■ SELECTED PASSAGE:
:::::

Posted by: Nate | Jan 30, 2006 1:31:31 AM

Adam (drawing from Levinas) says that the fact of persistence gives rise to a debt to the other. I'm not well-versed in Levinas, but my choice against Levinas (made years ago) was rooted in the sense that this way of thinking was not helpful for women or for any groups who have lived/been produced under conditions of servitude, giving, sacrifice, duty.

Nevertheless, there seems to be kind of fundamental connectedness that makes the idea of persistence involving a relation to the other that strikes me as right and as much better than the mere assertion of one right against another right to exist. So here even self-determination needs more elaboration and qualification: what kinds of selves (states) are being determined? and, is it really a self-determination or something else? isn't it really a call for recognition and acknowledgement under a different set of terms?

:::::

■ SHORT EXERCISE A: In the comment, why did the writer choose against Levinas?

:::::

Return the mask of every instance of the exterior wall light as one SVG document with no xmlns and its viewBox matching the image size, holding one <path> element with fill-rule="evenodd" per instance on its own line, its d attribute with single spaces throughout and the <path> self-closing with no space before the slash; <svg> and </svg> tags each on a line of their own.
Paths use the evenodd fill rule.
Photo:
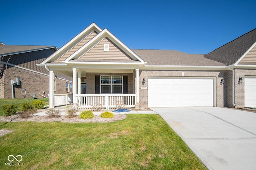
<svg viewBox="0 0 256 170">
<path fill-rule="evenodd" d="M 145 78 L 143 78 L 143 80 L 142 81 L 142 84 L 144 85 L 145 82 L 146 82 L 146 80 L 145 80 Z"/>
<path fill-rule="evenodd" d="M 244 82 L 244 80 L 242 78 L 242 77 L 239 77 L 239 80 L 238 80 L 238 82 L 239 83 L 242 83 Z"/>
</svg>

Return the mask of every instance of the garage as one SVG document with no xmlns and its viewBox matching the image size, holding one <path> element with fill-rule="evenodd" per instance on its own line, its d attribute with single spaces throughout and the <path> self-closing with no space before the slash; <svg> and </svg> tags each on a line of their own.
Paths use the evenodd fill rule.
<svg viewBox="0 0 256 170">
<path fill-rule="evenodd" d="M 244 107 L 256 107 L 256 77 L 244 78 Z"/>
<path fill-rule="evenodd" d="M 215 79 L 208 77 L 148 78 L 148 107 L 215 106 Z"/>
</svg>

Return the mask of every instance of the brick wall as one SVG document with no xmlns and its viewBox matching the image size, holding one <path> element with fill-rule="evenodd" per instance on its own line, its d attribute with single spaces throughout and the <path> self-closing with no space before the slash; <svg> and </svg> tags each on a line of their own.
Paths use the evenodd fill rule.
<svg viewBox="0 0 256 170">
<path fill-rule="evenodd" d="M 14 96 L 16 98 L 22 97 L 21 91 L 24 88 L 26 89 L 27 93 L 26 98 L 30 98 L 30 94 L 33 93 L 36 93 L 39 98 L 41 97 L 39 95 L 39 93 L 42 94 L 44 91 L 46 96 L 49 93 L 48 76 L 15 67 L 8 68 L 6 75 L 4 88 L 0 84 L 0 96 L 2 98 L 12 98 L 11 80 L 15 80 L 16 78 L 20 78 L 20 85 L 14 86 Z M 54 94 L 66 94 L 66 82 L 69 83 L 70 82 L 58 78 L 54 79 L 56 80 L 56 92 L 54 92 Z"/>
<path fill-rule="evenodd" d="M 182 72 L 184 72 L 184 77 L 212 77 L 216 78 L 216 106 L 224 106 L 227 102 L 224 102 L 224 92 L 225 84 L 221 85 L 220 82 L 222 78 L 226 80 L 225 72 L 213 71 L 180 71 L 164 70 L 140 70 L 139 73 L 139 102 L 142 107 L 148 107 L 148 82 L 149 76 L 178 76 L 182 77 Z M 136 75 L 135 75 L 136 76 Z M 142 84 L 143 78 L 146 80 L 144 85 Z M 146 89 L 142 89 L 142 86 L 146 87 Z M 232 98 L 231 98 L 232 99 Z M 230 100 L 229 99 L 228 100 Z"/>
<path fill-rule="evenodd" d="M 128 93 L 132 94 L 134 91 L 134 80 L 132 73 L 98 73 L 87 72 L 86 74 L 86 93 L 94 94 L 95 92 L 95 76 L 128 76 Z"/>
</svg>

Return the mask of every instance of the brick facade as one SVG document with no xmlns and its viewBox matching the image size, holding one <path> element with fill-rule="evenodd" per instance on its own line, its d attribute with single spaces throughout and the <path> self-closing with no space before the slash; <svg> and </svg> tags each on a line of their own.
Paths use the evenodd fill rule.
<svg viewBox="0 0 256 170">
<path fill-rule="evenodd" d="M 20 85 L 15 85 L 14 88 L 14 97 L 22 98 L 21 91 L 26 88 L 27 95 L 26 98 L 30 98 L 30 95 L 35 93 L 38 98 L 42 98 L 38 93 L 43 94 L 44 91 L 46 96 L 49 94 L 49 76 L 16 67 L 8 68 L 4 81 L 0 81 L 0 97 L 1 98 L 12 98 L 12 92 L 11 80 L 19 78 Z M 70 82 L 58 78 L 56 80 L 56 91 L 54 94 L 66 94 L 66 82 Z"/>
</svg>

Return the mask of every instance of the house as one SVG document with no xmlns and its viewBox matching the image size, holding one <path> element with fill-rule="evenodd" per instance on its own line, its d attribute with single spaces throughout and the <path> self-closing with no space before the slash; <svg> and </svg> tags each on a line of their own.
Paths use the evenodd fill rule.
<svg viewBox="0 0 256 170">
<path fill-rule="evenodd" d="M 38 98 L 42 97 L 39 93 L 48 97 L 48 68 L 36 64 L 45 60 L 57 49 L 56 47 L 8 45 L 0 43 L 2 66 L 0 98 L 30 98 L 30 95 L 33 93 L 35 97 L 35 95 Z M 67 84 L 70 85 L 72 84 L 70 77 L 57 72 L 54 73 L 54 90 L 56 94 L 66 93 Z"/>
<path fill-rule="evenodd" d="M 80 107 L 256 106 L 256 29 L 206 55 L 130 49 L 95 23 L 38 66 L 72 77 Z M 82 91 L 82 88 L 86 89 Z"/>
</svg>

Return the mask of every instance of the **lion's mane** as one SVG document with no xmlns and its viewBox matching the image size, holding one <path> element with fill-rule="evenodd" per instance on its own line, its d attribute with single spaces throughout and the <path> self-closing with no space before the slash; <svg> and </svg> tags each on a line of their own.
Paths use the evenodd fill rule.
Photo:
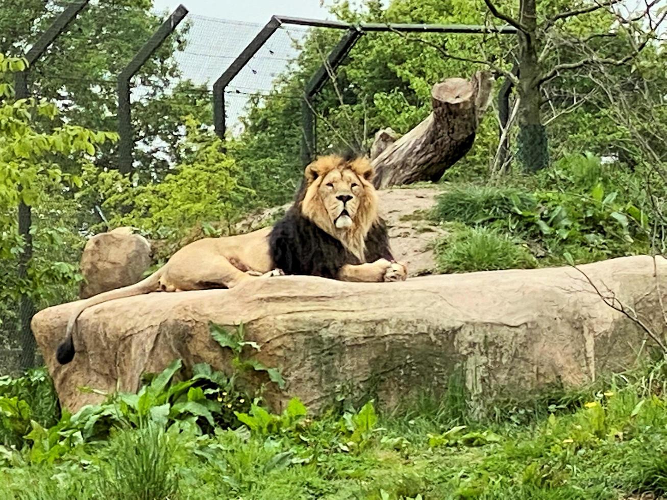
<svg viewBox="0 0 667 500">
<path fill-rule="evenodd" d="M 366 194 L 355 223 L 343 234 L 343 241 L 336 237 L 331 219 L 316 196 L 319 183 L 328 171 L 318 171 L 310 178 L 307 171 L 293 205 L 269 237 L 273 265 L 285 274 L 335 279 L 346 264 L 392 260 L 386 225 L 378 214 L 370 165 L 363 159 L 343 159 L 359 177 Z M 320 165 L 325 169 L 333 167 L 326 162 Z"/>
</svg>

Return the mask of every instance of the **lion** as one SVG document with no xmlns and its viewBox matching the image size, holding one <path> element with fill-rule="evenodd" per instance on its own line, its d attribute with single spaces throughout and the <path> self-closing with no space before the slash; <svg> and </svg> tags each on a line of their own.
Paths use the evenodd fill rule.
<svg viewBox="0 0 667 500">
<path fill-rule="evenodd" d="M 73 333 L 81 313 L 107 301 L 157 291 L 230 289 L 285 274 L 343 281 L 404 281 L 406 267 L 392 257 L 378 213 L 374 173 L 366 157 L 318 157 L 306 167 L 293 205 L 272 227 L 194 241 L 139 283 L 82 301 L 67 321 L 58 362 L 65 365 L 74 357 Z"/>
</svg>

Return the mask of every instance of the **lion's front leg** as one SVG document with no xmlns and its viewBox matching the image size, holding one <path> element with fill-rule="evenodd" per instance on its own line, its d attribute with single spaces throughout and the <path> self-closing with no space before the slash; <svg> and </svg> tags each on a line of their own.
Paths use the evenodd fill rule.
<svg viewBox="0 0 667 500">
<path fill-rule="evenodd" d="M 378 259 L 366 264 L 344 265 L 338 271 L 338 279 L 343 281 L 400 281 L 407 277 L 403 264 L 392 263 L 386 259 Z"/>
</svg>

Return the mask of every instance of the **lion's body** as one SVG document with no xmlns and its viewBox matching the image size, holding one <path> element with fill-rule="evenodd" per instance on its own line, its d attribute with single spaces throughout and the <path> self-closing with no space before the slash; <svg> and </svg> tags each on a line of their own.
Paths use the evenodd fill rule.
<svg viewBox="0 0 667 500">
<path fill-rule="evenodd" d="M 347 281 L 404 280 L 392 262 L 368 161 L 336 156 L 306 168 L 304 185 L 285 217 L 273 227 L 237 236 L 205 238 L 185 245 L 139 283 L 81 301 L 59 347 L 61 364 L 74 356 L 72 334 L 87 307 L 156 291 L 233 288 L 248 279 L 277 274 L 309 275 Z"/>
</svg>

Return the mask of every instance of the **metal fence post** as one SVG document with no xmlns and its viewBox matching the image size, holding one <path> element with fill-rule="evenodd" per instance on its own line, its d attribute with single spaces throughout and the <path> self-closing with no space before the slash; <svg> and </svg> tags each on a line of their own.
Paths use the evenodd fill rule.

:::::

■ SHORT EXERCISE B: Please edit the records from the line with "Return the mask of every instance of the **metal" through the end of the records, replacing "metal fence post" with "wooden fence post" and leaving everything else unchanged.

■ FULL SOLUTION A: The writer felt that this way of thinking was not helpful for women or for any groups who have lived or been produced under conditions of servitude, giving, sacrifice, and duty.

■ FULL SOLUTION B:
Return the mask of every instance of the **wooden fence post** as one SVG document with no xmlns and its viewBox matching the image size, holding one <path> element with fill-rule="evenodd" per instance on its own line, its d attribute with single spaces throughout and the <path> self-closing with no space before the slash; <svg> and </svg> tags each on a line of their own.
Paths use the evenodd fill rule.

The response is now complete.